**READING TEXT:**
(begin)
The Qur'anic View of War
…God is All-Gentle, Most Merciful to mankind. (Qur'an, 2:143)
In the Qur'an, war represents an "unwanted obligation" which has to be carried out with strict observance of particular humane and moral guidelines and which must not be resorted to except when it is absolutely inevitable.
In one verse of the Qur'an, it is explained that those who start wars are the disbelievers and that God does not approve of wars:
…Each time they kindle the fire of war, God extinguishes it. They rush about the Earth corrupting it. God does not love corrupters. (Qur'an, 5:64)
In the case of a conflict, before engaging in a war, believers must wait until fighting becomes compulsory. Believers are allowed to fight only when the other party attacks and no other alternative except war remains:
But if they cease (fighting), God is Ever-Forgiving, Most Merciful. (Qur'an, 2:192)
A closer examination of the Prophet Muhammad's (pbuh) life reveals that war was a method resorted to for defensive purposes only in unavoidable situations.
The revelation of the Qur'an to the Prophet Muhammad (pbuh) continued for a period of 23 years. During the first 13 years of this period, Muslims lived as a minority under a pagan order in Mecca and faced much oppression. Many Muslims were harassed, abused, tortured, and even murdered, their houses and possessions plundered. Despite this, however, Muslims led their lives without resorting to violence and always called the pagans to peace.
A view of present-day Madinah, the city to which the Prophet Muhammad (pbuh) and the Muslims emigrated and established their own polity.
When the oppression of the pagans escalated unbearably, the Muslims emigrated to the town of Yathrib, which was later to be renamed Madinah, where they could establish their own order in a freer and more friendly environment. Even establishing their own system did not prompt them to take up weapons against the aggressive pagans of Mecca. Only after the following revelation, the Prophet (pbuh) commanded his people to prepare for war:
Permission to fight is given to those who are fought against because they have been wronged – truly God has the power to come to their support – those who were expelled from their homes without any right, merely for saying, "Our Lord is God"…(Qur'an, 22:39-40)
(end)
**TO DO:**
1. According to the text on the Qur'anic view of war, why did the Muslims emigrate to Yathrib? Answer in one to three sentences.
2. In the text on the Qur'anic view of war, over how many years did the revelation of the Qur'an to the Prophet Muhammad continue?
3. Turn the paragraph of the text on the Qur'anic view of war that begins "The revelation of the Qur'an to the Prophet Muhammad" into a short list that keeps its main facts.
The data that follows isn't needed here.

**DATA:**
(begin)
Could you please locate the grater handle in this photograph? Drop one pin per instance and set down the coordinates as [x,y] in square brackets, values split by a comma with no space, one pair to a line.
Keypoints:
(end)
**ANSWERS PER TASK:**
1. They emigrated because the pagans' oppression had escalated unbearably. In Yathrib, later renamed Madinah, they could establish their own order in a freer and more friendly environment.

2. It continued for 23 years.

3.
- The Qur'an was revealed to the Prophet Muhammad over 23 years.
- For the first 13 years, Muslims lived as a minority under a pagan order in Mecca and faced much oppression.
- Many were harassed, abused, tortured or murdered, and their houses and possessions were plundered.
- Despite this, Muslims did not resort to violence and always called the pagans to peace.